» WHAT NEEDS TO BE DONE
Go through the data and say how many lines include the string "below"; return only the figure.
DATA SHOWN START
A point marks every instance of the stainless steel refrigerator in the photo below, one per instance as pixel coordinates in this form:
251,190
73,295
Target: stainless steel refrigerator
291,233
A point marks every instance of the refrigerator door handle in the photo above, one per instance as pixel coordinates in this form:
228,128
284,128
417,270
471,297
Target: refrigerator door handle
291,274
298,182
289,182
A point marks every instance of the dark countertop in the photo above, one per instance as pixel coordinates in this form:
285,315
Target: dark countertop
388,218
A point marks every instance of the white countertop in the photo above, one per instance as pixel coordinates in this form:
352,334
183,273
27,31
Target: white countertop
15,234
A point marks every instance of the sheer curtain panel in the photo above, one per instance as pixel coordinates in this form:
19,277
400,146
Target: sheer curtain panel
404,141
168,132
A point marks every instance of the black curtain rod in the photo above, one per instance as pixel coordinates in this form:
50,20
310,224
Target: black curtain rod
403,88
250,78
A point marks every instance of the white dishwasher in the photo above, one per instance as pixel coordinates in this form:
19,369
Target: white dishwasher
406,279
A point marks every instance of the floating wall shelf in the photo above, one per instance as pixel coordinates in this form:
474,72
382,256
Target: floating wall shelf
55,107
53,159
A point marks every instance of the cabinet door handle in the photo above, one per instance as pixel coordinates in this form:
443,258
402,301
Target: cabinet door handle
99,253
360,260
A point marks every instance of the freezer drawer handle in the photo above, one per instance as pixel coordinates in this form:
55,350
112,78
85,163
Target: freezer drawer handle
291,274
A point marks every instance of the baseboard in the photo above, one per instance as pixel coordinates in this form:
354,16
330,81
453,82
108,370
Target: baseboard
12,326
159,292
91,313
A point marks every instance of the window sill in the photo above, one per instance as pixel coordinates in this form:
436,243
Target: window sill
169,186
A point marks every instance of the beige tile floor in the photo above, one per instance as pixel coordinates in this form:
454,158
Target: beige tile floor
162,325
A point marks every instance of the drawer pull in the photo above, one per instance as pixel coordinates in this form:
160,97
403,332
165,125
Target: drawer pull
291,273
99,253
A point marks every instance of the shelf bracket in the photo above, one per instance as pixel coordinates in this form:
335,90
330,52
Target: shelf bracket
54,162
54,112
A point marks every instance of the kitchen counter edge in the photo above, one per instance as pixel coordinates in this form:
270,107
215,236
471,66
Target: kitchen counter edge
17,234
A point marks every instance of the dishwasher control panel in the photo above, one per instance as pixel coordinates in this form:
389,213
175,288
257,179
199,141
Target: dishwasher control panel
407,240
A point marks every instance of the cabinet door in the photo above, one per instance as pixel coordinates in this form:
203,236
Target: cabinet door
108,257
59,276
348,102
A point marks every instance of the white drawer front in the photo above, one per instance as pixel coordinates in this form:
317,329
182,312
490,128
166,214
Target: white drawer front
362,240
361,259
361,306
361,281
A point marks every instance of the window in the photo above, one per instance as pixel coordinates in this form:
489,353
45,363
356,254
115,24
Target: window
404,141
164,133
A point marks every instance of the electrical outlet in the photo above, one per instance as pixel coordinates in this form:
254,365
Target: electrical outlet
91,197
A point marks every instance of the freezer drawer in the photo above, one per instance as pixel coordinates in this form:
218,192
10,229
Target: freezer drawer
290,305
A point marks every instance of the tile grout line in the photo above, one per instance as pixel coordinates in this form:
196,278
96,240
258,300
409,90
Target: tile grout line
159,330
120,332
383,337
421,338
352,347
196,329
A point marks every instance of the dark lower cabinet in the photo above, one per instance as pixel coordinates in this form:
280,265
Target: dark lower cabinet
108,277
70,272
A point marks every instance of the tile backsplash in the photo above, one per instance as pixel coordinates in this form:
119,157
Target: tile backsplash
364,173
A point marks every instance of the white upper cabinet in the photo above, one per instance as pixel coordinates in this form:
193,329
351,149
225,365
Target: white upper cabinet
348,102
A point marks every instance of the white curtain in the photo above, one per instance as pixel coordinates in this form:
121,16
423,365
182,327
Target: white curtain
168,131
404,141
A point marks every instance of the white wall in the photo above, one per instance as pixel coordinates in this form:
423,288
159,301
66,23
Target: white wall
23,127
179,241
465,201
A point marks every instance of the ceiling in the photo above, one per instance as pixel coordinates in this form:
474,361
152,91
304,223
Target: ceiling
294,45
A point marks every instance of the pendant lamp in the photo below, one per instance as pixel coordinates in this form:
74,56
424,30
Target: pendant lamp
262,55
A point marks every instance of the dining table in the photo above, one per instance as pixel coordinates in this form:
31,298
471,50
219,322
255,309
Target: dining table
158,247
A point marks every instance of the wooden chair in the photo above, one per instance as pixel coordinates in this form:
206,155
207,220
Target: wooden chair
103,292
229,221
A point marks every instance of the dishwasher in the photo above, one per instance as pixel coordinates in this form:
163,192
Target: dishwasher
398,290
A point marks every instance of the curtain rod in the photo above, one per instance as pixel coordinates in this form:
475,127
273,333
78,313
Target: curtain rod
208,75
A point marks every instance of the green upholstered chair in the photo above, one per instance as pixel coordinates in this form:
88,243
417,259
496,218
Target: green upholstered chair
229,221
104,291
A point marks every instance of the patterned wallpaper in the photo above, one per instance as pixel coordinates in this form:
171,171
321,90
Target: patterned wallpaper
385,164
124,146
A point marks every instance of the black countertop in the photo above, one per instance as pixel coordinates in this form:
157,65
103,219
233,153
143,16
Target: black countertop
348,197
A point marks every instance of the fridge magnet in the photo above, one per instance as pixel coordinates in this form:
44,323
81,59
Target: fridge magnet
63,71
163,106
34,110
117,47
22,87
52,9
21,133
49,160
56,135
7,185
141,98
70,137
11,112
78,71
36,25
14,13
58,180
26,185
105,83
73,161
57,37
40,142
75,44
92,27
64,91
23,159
DATA SHOWN END
» RESPONSE BOX
2